Passage provided:
***
- Born: 25 June 1920 Brownlee, Saskatchewan, Canada
- Died: 20 February 2006 (aged 85) Ottawa, Ontario, Canada
- Allegiance: Canada
- Branch: Canadian Army/Canadian Forces
- Rank: Lieutenant General
- Commands: Assistant Deputy Minister of Defence, Personnel
- Awards: Member of the Order of Canada Distinguished Service Order Canadian Forces' Decoration

= William A. Milroy =

Canadian Army general (1920–2006)

Lieutenant General William Alexander Milroy CM, DSO, CD (25 June 1920 – 20 February 2006) was the Commander, Mobile Command of the Canadian Forces and later Assistant Deputy Minister of Defence, Personnel.

==Military career==
Educated at the University of Alberta, Milroy was commissioned into Lord Strathcona's Horse in 1941.
***
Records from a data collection

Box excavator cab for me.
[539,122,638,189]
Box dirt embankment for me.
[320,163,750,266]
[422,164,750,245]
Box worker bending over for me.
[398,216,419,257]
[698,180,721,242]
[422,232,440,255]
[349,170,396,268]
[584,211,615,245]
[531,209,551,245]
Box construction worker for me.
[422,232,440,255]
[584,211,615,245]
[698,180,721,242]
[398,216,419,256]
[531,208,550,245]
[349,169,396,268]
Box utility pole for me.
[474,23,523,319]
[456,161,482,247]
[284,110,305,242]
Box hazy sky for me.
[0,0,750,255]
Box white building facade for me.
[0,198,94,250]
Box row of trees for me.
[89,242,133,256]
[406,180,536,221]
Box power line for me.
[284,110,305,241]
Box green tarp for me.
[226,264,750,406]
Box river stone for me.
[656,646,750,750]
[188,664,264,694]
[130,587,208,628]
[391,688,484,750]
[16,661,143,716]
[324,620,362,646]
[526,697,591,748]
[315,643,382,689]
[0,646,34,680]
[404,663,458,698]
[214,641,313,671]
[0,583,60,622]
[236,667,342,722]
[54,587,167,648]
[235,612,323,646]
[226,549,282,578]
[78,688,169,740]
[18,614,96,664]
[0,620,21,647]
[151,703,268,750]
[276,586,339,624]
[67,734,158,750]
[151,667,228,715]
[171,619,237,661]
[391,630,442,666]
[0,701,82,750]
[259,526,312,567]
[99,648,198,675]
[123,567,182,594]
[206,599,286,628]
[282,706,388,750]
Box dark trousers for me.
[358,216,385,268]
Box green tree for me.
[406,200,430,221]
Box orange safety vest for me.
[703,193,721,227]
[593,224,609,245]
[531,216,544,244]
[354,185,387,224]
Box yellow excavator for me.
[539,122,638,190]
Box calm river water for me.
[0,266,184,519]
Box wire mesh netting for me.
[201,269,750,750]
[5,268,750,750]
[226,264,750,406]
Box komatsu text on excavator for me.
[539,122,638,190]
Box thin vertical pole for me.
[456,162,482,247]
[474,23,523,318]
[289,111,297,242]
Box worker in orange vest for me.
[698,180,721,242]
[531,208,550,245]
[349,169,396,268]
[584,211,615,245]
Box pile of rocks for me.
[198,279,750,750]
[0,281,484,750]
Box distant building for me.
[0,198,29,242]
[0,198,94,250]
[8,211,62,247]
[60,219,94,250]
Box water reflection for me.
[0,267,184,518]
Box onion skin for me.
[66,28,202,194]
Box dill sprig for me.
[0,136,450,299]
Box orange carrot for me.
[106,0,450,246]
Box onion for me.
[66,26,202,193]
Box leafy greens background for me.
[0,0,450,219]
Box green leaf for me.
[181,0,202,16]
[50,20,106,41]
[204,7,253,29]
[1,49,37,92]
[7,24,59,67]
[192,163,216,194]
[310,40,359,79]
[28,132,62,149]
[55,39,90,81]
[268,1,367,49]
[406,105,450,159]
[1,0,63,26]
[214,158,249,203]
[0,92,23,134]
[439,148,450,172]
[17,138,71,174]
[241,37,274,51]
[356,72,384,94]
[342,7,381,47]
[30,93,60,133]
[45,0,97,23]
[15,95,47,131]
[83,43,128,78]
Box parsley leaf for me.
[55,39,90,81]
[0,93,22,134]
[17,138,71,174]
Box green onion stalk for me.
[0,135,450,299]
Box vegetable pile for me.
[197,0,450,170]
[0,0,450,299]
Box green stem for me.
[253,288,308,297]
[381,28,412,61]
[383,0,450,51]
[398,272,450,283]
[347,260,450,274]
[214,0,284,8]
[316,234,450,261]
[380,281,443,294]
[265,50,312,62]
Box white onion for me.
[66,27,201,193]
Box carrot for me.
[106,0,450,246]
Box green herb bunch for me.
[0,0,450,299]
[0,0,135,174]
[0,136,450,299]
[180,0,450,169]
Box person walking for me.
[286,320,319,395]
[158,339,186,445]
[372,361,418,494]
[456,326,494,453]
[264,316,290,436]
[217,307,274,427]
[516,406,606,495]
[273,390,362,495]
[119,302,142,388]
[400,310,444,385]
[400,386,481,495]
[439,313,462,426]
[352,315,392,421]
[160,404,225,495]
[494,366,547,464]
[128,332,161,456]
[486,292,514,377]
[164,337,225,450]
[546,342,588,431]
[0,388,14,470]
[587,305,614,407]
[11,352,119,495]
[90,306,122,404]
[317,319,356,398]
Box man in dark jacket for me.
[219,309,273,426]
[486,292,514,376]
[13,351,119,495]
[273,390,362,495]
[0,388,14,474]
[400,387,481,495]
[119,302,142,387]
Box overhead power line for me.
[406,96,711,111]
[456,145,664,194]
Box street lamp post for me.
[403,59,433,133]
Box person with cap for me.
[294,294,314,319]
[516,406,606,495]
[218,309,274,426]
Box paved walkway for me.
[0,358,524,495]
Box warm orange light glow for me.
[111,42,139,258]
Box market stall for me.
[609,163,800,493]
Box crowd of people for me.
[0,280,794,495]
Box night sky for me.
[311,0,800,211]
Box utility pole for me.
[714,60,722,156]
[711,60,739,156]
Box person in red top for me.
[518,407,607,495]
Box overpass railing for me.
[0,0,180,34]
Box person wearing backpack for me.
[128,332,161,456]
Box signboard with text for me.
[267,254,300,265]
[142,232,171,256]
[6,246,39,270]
***
Task objective:
According to the biography of William A. Milroy, into which regiment was he commissioned in 1941?

Written response:
Lord Strathcona's Horse.